ACTIVITY:
Print back every record below, exactly as it stands.

(Natural language region descriptions)
- Opening Delimiter -
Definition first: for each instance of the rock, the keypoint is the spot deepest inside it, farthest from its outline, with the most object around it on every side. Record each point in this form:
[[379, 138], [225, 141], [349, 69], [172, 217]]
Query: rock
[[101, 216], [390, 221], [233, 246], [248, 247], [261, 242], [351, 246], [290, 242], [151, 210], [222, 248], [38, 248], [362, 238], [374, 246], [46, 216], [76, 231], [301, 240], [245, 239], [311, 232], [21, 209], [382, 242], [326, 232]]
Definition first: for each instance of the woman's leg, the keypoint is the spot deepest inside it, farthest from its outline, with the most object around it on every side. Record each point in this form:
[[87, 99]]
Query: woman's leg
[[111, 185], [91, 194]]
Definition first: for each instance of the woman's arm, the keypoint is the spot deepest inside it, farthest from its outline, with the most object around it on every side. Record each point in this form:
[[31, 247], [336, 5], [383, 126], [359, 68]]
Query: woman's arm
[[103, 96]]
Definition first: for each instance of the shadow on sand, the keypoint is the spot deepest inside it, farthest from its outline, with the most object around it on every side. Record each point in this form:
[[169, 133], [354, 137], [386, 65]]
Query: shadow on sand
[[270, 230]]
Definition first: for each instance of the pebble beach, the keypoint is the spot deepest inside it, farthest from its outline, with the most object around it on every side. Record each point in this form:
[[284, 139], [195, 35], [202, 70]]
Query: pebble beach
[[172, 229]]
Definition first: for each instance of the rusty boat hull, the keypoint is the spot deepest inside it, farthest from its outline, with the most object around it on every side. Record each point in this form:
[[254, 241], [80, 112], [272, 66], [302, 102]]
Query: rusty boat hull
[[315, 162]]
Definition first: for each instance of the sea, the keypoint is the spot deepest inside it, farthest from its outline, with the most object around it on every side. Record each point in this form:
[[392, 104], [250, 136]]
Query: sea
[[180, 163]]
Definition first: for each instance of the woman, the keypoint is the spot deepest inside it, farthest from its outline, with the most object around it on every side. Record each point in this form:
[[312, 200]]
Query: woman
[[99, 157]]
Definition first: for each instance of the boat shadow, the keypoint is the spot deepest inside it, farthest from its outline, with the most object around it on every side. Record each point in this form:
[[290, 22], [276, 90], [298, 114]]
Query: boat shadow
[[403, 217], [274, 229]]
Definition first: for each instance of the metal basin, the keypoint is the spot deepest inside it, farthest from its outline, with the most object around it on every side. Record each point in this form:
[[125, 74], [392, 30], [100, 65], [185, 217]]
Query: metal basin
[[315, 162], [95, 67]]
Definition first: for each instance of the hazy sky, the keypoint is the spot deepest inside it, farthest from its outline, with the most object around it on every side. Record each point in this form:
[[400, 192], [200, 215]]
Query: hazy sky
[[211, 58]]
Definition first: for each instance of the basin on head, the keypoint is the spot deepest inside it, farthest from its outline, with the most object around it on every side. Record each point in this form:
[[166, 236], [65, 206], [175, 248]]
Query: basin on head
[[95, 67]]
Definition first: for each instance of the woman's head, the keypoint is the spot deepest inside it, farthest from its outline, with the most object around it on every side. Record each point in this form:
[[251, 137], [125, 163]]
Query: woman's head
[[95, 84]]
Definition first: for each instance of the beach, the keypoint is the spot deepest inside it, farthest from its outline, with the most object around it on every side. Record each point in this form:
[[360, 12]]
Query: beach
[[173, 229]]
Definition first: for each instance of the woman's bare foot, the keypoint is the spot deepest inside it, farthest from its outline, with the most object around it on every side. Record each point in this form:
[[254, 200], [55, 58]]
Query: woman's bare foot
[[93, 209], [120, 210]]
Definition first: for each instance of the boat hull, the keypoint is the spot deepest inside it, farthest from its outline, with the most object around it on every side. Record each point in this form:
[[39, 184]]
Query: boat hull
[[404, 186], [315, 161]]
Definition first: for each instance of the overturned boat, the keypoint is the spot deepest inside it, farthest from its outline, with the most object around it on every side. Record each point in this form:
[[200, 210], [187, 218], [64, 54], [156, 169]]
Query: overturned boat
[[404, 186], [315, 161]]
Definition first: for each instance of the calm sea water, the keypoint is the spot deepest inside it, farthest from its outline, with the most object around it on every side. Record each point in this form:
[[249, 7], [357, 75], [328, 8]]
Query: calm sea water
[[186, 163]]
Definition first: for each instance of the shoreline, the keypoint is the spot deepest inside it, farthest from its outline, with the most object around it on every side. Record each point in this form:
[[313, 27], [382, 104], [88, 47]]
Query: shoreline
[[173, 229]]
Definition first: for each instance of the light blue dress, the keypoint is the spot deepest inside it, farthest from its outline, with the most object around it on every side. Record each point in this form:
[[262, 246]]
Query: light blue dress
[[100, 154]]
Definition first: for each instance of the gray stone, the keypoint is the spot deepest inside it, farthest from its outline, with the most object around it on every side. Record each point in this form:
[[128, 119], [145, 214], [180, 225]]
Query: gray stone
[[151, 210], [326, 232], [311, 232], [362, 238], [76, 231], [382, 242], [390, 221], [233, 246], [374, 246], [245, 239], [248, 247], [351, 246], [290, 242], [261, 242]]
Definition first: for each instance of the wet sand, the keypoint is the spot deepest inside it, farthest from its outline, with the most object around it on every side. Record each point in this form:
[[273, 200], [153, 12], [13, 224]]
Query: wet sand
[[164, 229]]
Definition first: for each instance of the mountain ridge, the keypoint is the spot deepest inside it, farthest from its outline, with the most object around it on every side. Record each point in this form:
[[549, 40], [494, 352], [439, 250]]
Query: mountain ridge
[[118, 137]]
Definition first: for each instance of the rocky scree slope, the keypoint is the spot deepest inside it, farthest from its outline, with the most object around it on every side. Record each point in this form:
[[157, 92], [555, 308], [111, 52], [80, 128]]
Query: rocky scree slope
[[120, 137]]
- Closing Delimiter -
SOLUTION FOR THIS EXERCISE:
Definition first: for each instance of the rock, the keypoint is the spot deepest inside it, farthest from its outline, with the most object around it on every side. Record each point in this form:
[[379, 138], [225, 141], [349, 69], [172, 217]]
Query: rock
[[101, 216], [390, 221], [233, 246], [248, 247], [261, 242], [351, 246], [290, 242], [151, 210], [222, 248], [38, 248], [362, 238], [374, 246], [46, 216], [76, 231], [301, 240], [245, 239], [311, 232], [21, 209], [382, 242], [326, 232]]
Definition first: for each instance of the woman's leg, the keypoint is the spot deepest inside it, farthest from its outline, with the most object around it on every side. Record each point in this form:
[[87, 99]]
Query: woman's leg
[[111, 185], [91, 194]]
Definition first: for each instance of the woman's arm, the keypoint is the spot deepest inside it, farthest from its outline, with the most object around it on every side. Record each point in this form:
[[31, 247], [336, 5], [383, 126], [359, 68]]
Query: woman's arm
[[103, 96]]
Definition first: for each instance of the shadow on sand, the keypoint is the spot deepest inside it, farthest from its outline, with the most object around it on every side. Record each point in this form:
[[169, 133], [354, 137], [386, 65]]
Query: shadow on sand
[[270, 230]]
Definition first: for each instance of the pebble beach, the keypoint is the spot deepest inside it, farthest from its outline, with the most object around it on every side. Record each point in this form:
[[284, 139], [195, 35], [202, 70]]
Query: pebble beach
[[172, 229]]
Definition first: for each instance of the rusty boat hull, the keypoint is the spot deepest inside it, farthest from its outline, with the most object around it on every side. Record each point in this form:
[[254, 241], [80, 112], [272, 66], [302, 102]]
Query: rusty boat hull
[[315, 162]]
Definition first: for each instance of the sea, the keypoint is the spot deepest inside it, farthest from its outline, with the most object around it on every side. Record each point in this form:
[[392, 104], [250, 136]]
Query: sea
[[180, 163]]
Definition first: for each instance of the woman, the keypoint is the spot deepest inside it, farthest from its outline, with the most object around it on every side. Record each point in this form:
[[312, 200]]
Query: woman
[[99, 157]]
Definition first: for each instance of the boat shadow, the keypoint is the spot deepest inside it, farthest from its outline, with the most object around it on every side. Record each point in this form:
[[290, 22], [276, 90], [298, 114]]
Query: boat shadow
[[403, 217], [274, 229]]
Definition first: for each instance of the metal basin, the keypoint is the spot deepest inside it, farthest from its outline, with the most object around it on every side. Record each point in this form:
[[125, 74], [392, 30], [100, 65], [185, 217]]
Query: metal basin
[[315, 162], [95, 67]]
Definition first: for each instance of the hazy sky, the keypoint is the spot deepest inside it, farthest from its outline, with the most object around it on every side. Record each point in this form:
[[400, 192], [200, 215]]
Query: hazy sky
[[211, 58]]
Definition first: for each instance of the basin on head, the keypoint is the spot deepest inside it, farthest from its outline, with the most object around it on every side. Record each point in this form:
[[166, 236], [65, 206], [175, 248]]
Query: basin on head
[[95, 67]]
Definition first: for each instance of the woman's head, the keypoint is the spot deepest inside it, farthest from its outline, with the most object around it on every side. Record each point in this form:
[[251, 137], [125, 163]]
Query: woman's head
[[95, 84]]
Definition first: for each instance of the beach, the keypoint is the spot deepest inside it, farthest from its outline, with the most object around it on every side. Record each point in this form:
[[360, 12]]
Query: beach
[[173, 229]]
Definition first: for each instance of the woman's bare foot, the keypoint is the spot deepest inside it, farthest from its outline, with the most object around it on every side. Record each point in this form:
[[254, 200], [55, 58]]
Query: woman's bare foot
[[93, 209], [120, 210]]
Definition first: for each instance of the boat hull, the keypoint is the spot deepest inside it, farthest from its outline, with the most object around it on every side. Record each point in this form:
[[39, 184]]
Query: boat hull
[[404, 186], [315, 161]]
Definition first: for each instance of the overturned boat, the keypoint is the spot deepest inside it, farthest from its outline, with the most object around it on every side. Record each point in this form:
[[200, 210], [187, 218], [64, 54], [156, 169]]
Query: overturned boat
[[404, 186], [315, 161]]
Definition first: for each instance of the calm sea water, the keypoint is the spot deepest inside it, farthest from its outline, with the most object around it on every side. Record each point in this form:
[[249, 7], [357, 75], [328, 8]]
Query: calm sea water
[[186, 163]]
Definition first: for each instance of the shoreline, the keypoint is the spot deepest inside it, farthest from its outline, with the most object around it on every side. Record each point in this form:
[[313, 27], [382, 104], [88, 47]]
Query: shoreline
[[173, 229]]
Definition first: for each instance of the light blue dress, the keypoint is the spot deepest inside it, farthest from its outline, with the most object around it on every side. Record each point in this form:
[[262, 246]]
Query: light blue dress
[[100, 154]]
Definition first: for each instance of the gray stone, the keypoint is the spot deepest inside it, farthest from its outline, with the most object around it on every side. Record each point in this form:
[[128, 119], [145, 214], [180, 225]]
Query: gray stone
[[151, 210], [326, 232], [311, 232], [362, 238], [76, 231], [382, 242], [390, 221], [233, 246], [374, 246], [245, 239], [248, 247], [351, 246], [290, 242], [261, 242]]
Definition first: for each instance of the wet sand, the keypoint is the spot deepest inside it, farthest from its outline, with the most object around it on every side. Record each point in this form:
[[273, 200], [153, 12], [13, 224]]
Query: wet sand
[[164, 229]]
Definition first: for each instance of the mountain ridge, the keypoint is the spot deepest inside it, farthest from its outline, with the most object around it on every side. Record each point in this form:
[[549, 40], [494, 352], [439, 250]]
Query: mountain ridge
[[118, 137]]
Definition first: for each instance of the rocky scree slope, the keypoint is the spot deepest inside it, farthest from its outline, with the most object around it on every side. Record each point in this form:
[[157, 92], [555, 308], [111, 52], [80, 128]]
Query: rocky scree slope
[[120, 137]]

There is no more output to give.